TASK REQUIREMENTS:
All of the data below should be written out again exactly.

EXERCISE MATERIALS below:

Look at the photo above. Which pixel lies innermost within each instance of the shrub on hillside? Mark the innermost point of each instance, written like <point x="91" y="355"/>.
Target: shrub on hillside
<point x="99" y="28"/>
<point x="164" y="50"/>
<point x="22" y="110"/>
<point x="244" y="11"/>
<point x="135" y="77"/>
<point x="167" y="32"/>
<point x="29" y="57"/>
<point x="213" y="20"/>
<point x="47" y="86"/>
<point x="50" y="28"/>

End of EXERCISE MATERIALS.

WRITTEN RESPONSE:
Look at the photo above. Which pixel lies innermost within each instance of the shrub on hillside? Mark the innermost point of each instance, written like <point x="91" y="355"/>.
Target: shrub on hillside
<point x="99" y="28"/>
<point x="164" y="50"/>
<point x="22" y="110"/>
<point x="244" y="11"/>
<point x="135" y="77"/>
<point x="167" y="32"/>
<point x="29" y="57"/>
<point x="213" y="20"/>
<point x="47" y="86"/>
<point x="50" y="28"/>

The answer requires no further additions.